►

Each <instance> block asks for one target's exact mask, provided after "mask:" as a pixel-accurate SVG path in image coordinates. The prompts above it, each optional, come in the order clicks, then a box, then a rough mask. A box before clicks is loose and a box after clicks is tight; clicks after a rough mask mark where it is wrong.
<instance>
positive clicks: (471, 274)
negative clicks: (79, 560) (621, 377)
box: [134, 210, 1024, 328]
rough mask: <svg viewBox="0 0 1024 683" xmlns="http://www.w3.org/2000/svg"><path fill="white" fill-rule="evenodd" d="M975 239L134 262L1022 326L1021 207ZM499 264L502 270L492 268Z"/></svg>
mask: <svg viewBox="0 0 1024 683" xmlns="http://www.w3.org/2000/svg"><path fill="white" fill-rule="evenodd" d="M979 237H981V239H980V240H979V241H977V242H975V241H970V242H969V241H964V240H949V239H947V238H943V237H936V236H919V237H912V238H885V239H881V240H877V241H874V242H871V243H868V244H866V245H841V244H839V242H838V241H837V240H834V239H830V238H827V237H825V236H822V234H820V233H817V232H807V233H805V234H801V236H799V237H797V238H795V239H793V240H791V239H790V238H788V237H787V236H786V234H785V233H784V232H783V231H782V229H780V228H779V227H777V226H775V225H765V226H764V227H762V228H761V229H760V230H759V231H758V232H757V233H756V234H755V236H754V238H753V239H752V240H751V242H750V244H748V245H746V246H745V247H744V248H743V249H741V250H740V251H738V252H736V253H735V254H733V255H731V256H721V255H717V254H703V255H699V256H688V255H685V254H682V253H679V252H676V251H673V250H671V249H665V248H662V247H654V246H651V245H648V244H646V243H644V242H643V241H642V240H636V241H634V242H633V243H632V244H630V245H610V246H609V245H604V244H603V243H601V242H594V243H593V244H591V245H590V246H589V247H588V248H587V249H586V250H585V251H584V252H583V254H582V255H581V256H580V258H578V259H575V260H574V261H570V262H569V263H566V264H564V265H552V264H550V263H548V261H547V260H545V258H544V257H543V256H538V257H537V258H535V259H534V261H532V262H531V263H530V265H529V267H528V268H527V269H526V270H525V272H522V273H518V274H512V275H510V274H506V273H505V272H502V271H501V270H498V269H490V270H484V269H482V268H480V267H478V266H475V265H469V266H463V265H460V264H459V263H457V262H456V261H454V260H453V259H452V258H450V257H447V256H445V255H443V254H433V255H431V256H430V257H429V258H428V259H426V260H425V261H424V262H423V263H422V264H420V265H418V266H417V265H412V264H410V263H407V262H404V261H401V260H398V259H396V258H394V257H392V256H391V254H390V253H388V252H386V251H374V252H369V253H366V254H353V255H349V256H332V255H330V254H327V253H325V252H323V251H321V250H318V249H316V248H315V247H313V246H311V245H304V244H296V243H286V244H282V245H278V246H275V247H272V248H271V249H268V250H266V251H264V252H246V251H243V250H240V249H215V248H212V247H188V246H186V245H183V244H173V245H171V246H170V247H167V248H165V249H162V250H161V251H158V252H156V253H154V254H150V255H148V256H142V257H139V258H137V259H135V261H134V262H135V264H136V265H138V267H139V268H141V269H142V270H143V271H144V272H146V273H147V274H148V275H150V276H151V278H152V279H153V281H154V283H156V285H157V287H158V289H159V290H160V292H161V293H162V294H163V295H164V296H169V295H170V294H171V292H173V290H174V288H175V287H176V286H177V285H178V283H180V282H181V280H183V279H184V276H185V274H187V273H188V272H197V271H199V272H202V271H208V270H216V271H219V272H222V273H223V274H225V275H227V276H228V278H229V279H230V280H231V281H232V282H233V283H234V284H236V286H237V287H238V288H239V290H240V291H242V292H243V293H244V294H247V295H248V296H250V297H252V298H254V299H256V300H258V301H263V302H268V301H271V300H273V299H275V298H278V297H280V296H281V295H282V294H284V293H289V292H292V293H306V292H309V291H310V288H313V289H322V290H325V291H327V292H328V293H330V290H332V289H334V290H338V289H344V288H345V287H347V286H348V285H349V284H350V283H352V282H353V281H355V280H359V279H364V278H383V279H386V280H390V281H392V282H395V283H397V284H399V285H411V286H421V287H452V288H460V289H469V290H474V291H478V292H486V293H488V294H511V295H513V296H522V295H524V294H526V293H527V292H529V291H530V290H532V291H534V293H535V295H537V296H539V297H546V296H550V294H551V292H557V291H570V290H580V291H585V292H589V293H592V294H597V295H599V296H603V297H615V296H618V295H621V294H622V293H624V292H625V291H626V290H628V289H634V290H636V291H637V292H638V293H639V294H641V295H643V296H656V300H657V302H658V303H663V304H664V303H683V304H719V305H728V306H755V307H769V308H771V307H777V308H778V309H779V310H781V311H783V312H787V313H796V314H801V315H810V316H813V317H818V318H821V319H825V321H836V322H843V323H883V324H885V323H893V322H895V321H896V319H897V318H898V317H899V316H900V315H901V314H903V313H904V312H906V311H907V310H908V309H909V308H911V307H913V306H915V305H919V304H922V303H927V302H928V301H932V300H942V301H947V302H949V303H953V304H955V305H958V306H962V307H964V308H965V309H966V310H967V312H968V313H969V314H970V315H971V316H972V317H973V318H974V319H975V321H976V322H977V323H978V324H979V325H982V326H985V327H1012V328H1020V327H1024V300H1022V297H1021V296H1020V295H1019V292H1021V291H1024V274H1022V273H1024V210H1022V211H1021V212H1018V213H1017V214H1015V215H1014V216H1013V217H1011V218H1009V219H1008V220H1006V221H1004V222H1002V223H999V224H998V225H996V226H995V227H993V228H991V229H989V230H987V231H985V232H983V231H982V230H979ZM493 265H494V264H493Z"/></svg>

◄

Copy every item above line for line, changing nothing.

Completed task:
Each <instance> block asks for one target's exact mask, provided after "mask:" as a pixel-accurate SVG path in image coordinates. The prompts above it, each optional, come in the order clicks, then a box, then a rough mask. A box before clicks is loose and a box after clicks is tight; clicks after a rough mask mark where it is wrong.
<instance>
positive clicks: (471, 274)
negative clicks: (79, 560) (621, 377)
box: [134, 210, 1024, 328]
rough mask: <svg viewBox="0 0 1024 683" xmlns="http://www.w3.org/2000/svg"><path fill="white" fill-rule="evenodd" d="M975 239L134 262L1022 326L1021 207ZM499 264L502 270L492 268Z"/></svg>
mask: <svg viewBox="0 0 1024 683" xmlns="http://www.w3.org/2000/svg"><path fill="white" fill-rule="evenodd" d="M979 237H981V239H980V240H979V241H977V242H975V241H970V242H969V241H964V240H949V239H947V238H943V237H936V236H919V237H912V238H885V239H881V240H877V241H874V242H871V243H868V244H866V245H841V244H839V242H838V241H837V240H834V239H830V238H827V237H825V236H822V234H820V233H817V232H807V233H805V234H801V236H799V237H797V238H795V239H793V240H791V239H790V238H788V237H787V236H786V234H785V233H784V232H783V231H782V229H780V228H779V227H777V226H775V225H765V226H764V227H762V228H761V229H760V230H759V231H758V232H757V233H756V234H755V236H754V238H753V239H752V240H751V242H750V244H748V245H746V246H745V247H744V248H743V249H741V250H740V251H738V252H736V253H735V254H733V255H731V256H721V255H717V254H703V255H699V256H688V255H685V254H682V253H679V252H676V251H673V250H671V249H665V248H662V247H654V246H651V245H648V244H646V243H644V242H643V241H642V240H636V241H634V242H633V243H632V244H630V245H610V246H609V245H604V244H603V243H601V242H594V243H593V244H591V245H590V246H589V247H588V248H587V249H586V250H585V251H584V252H583V254H582V255H581V256H580V258H578V259H575V260H574V261H570V262H569V263H566V264H564V265H552V264H550V263H548V261H547V260H545V258H544V257H543V256H538V257H537V258H535V259H534V261H532V262H531V263H530V265H529V267H528V268H527V269H526V270H525V272H522V273H518V274H512V275H510V274H506V273H505V272H502V271H501V270H498V269H490V270H484V269H482V268H480V267H478V266H475V265H469V266H463V265H460V264H459V263H457V262H456V261H454V260H453V259H452V258H450V257H447V256H445V255H443V254H433V255H431V256H430V257H429V258H428V259H426V260H425V261H424V262H423V263H422V264H420V265H418V266H417V265H412V264H410V263H407V262H404V261H401V260H398V259H396V258H394V257H392V256H391V254H390V253H388V252H386V251H374V252H369V253H366V254H353V255H349V256H332V255H330V254H327V253H325V252H323V251H321V250H318V249H316V248H315V247H313V246H311V245H304V244H296V243H286V244H282V245H278V246H275V247H272V248H271V249H268V250H266V251H264V252H246V251H243V250H240V249H215V248H212V247H188V246H186V245H183V244H173V245H171V246H170V247H167V248H165V249H162V250H161V251H158V252H156V253H154V254H150V255H148V256H142V257H139V258H137V259H135V261H134V262H135V264H136V265H138V267H139V268H141V269H142V270H143V271H144V272H146V273H147V274H148V275H150V276H151V278H152V279H153V281H154V283H156V285H157V287H158V289H159V290H160V292H161V293H162V294H163V295H164V296H169V295H170V294H171V292H173V290H174V288H175V287H176V286H177V285H178V283H180V282H181V280H183V279H184V276H185V274H187V273H188V272H197V271H199V272H202V271H208V270H216V271H219V272H222V273H223V274H225V275H227V276H228V278H229V279H230V280H231V281H232V282H233V283H234V284H236V286H237V287H238V288H239V290H240V291H242V292H243V293H244V294H247V295H248V296H250V297H252V298H254V299H256V300H258V301H263V302H268V301H271V300H273V299H275V298H278V297H280V296H281V295H282V294H284V293H289V292H292V293H306V292H309V291H310V288H313V289H322V290H325V291H327V292H328V293H330V290H332V289H334V290H338V289H344V288H345V287H347V286H348V285H349V284H350V283H352V282H353V281H355V280H359V279H364V278H383V279H386V280H390V281H392V282H395V283H397V284H399V285H411V286H421V287H452V288H460V289H469V290H474V291H478V292H486V293H488V294H511V295H513V296H522V295H524V294H526V293H527V292H529V291H530V290H532V291H534V293H535V295H537V296H539V297H546V296H550V294H551V292H557V291H570V290H580V291H585V292H589V293H592V294H597V295H599V296H603V297H615V296H618V295H621V294H622V293H624V292H625V291H626V290H628V289H634V290H636V291H637V292H638V293H639V294H641V295H643V296H656V300H657V302H658V303H663V304H664V303H683V304H719V305H728V306H755V307H769V308H771V307H777V308H778V309H779V310H781V311H783V312H787V313H796V314H801V315H810V316H813V317H818V318H821V319H825V321H836V322H843V323H883V324H885V323H893V322H895V321H896V319H897V318H898V317H899V316H900V315H901V314H903V313H904V312H906V311H907V310H908V309H909V308H911V307H913V306H915V305H919V304H922V303H927V302H928V301H932V300H942V301H947V302H949V303H953V304H955V305H958V306H962V307H964V308H965V309H966V310H967V312H968V313H969V314H970V315H971V316H972V317H973V318H974V319H975V321H976V322H977V323H978V324H979V325H982V326H985V327H1012V328H1020V327H1024V300H1022V297H1021V296H1020V295H1019V292H1021V291H1024V274H1022V273H1024V210H1022V211H1021V212H1018V213H1017V214H1015V215H1014V216H1013V217H1011V218H1009V219H1008V220H1006V221H1004V222H1002V223H999V224H998V225H996V226H995V227H993V228H991V229H989V230H987V231H985V232H983V231H982V230H979ZM493 265H494V264H493Z"/></svg>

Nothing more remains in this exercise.